▶ **WORK REQUIRED**
Reproduce the lines below word for word, omitting the pictures from your answer.

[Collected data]
▽

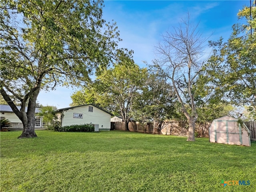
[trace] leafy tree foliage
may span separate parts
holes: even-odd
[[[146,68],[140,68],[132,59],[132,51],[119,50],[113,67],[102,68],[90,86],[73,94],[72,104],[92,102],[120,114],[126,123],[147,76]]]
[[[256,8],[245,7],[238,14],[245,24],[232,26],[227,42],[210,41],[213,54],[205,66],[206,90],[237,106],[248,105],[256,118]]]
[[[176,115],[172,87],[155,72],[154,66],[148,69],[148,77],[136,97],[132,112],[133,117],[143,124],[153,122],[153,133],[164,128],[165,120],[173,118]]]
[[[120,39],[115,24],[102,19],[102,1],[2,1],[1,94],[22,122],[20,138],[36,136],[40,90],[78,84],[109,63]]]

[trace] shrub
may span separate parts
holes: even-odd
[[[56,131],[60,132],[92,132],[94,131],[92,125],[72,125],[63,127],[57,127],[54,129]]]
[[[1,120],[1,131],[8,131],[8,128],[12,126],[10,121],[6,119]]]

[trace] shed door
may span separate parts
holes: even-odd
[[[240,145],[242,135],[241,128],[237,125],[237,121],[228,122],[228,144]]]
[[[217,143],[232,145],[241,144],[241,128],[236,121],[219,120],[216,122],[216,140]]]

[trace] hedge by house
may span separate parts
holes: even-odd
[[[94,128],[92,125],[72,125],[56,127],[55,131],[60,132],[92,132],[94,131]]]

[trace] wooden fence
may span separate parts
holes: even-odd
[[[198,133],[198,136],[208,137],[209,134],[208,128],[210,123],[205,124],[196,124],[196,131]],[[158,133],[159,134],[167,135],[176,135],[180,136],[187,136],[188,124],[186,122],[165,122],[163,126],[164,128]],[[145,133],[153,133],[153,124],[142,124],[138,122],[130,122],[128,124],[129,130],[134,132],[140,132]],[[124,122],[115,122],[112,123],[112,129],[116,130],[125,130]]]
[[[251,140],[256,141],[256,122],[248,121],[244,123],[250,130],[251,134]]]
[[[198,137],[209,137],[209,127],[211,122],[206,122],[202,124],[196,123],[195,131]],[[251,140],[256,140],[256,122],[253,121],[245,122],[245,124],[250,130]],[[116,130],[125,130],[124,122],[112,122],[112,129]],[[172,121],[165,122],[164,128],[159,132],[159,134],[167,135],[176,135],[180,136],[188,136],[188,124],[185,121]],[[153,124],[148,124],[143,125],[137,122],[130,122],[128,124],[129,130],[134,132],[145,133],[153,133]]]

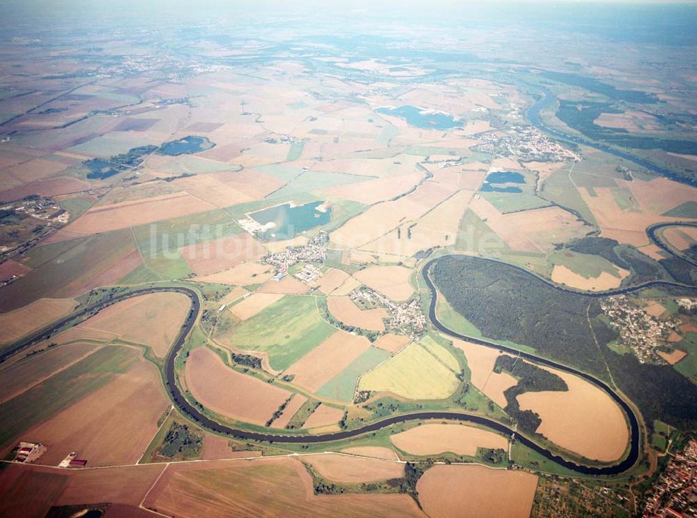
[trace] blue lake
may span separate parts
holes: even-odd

△

▶ **COMPLETE ANSWER**
[trace] leafy tree foliage
may span separate parts
holes: even-odd
[[[146,68],[140,68],[132,59],[132,51],[119,50],[113,67],[102,68],[90,86],[73,94],[72,104],[92,102],[120,114],[126,123],[147,76]]]
[[[256,8],[245,7],[238,14],[245,24],[232,26],[227,42],[210,41],[213,54],[205,66],[206,90],[237,106],[248,105],[256,118]]]
[[[176,115],[172,87],[155,72],[154,66],[148,69],[148,77],[136,97],[132,112],[133,117],[143,124],[153,122],[153,133],[164,128],[165,120],[173,118]]]
[[[120,39],[115,24],[102,19],[102,1],[2,1],[1,94],[22,122],[20,138],[36,136],[40,90],[78,84],[109,63]]]

[trace] shrub
may span separate parts
holes: even-odd
[[[56,131],[60,132],[92,132],[94,131],[92,125],[72,125],[63,127],[57,127],[54,129]]]
[[[1,120],[1,131],[8,131],[8,128],[12,126],[10,121],[6,119]]]

[trace] shed door
may span separate parts
holes: even-odd
[[[240,145],[242,135],[241,128],[237,125],[237,121],[228,122],[228,144]]]
[[[217,143],[232,145],[241,144],[241,128],[236,121],[219,120],[216,122],[216,140]]]

[trace] hedge by house
may span separate parts
holes: even-odd
[[[94,128],[92,125],[72,125],[56,127],[55,131],[60,132],[92,132],[94,131]]]

[trace] wooden fence
may span separate parts
holes: even-odd
[[[198,133],[198,136],[208,137],[209,134],[208,128],[210,123],[205,124],[196,124],[196,131]],[[158,133],[159,134],[167,135],[176,135],[180,136],[187,136],[188,124],[186,122],[165,122],[163,126],[164,128]],[[145,133],[153,133],[153,124],[142,124],[138,122],[130,122],[128,124],[129,130],[134,132],[140,132]],[[124,122],[115,122],[112,123],[112,129],[116,130],[125,130]]]
[[[251,140],[256,141],[256,122],[248,121],[244,123],[250,130],[251,134]]]
[[[198,137],[209,137],[209,127],[211,122],[206,122],[202,124],[196,123],[195,131]],[[251,140],[256,140],[256,122],[253,121],[245,122],[245,124],[250,130]],[[116,130],[125,130],[124,122],[112,122],[112,129]],[[172,121],[165,122],[164,128],[159,132],[159,134],[167,135],[176,135],[180,136],[188,136],[188,124],[185,121]],[[153,124],[148,124],[143,125],[137,122],[130,122],[128,124],[129,130],[134,132],[145,133],[153,133]]]

[trace] blue lake
may span separate parts
holes: even-odd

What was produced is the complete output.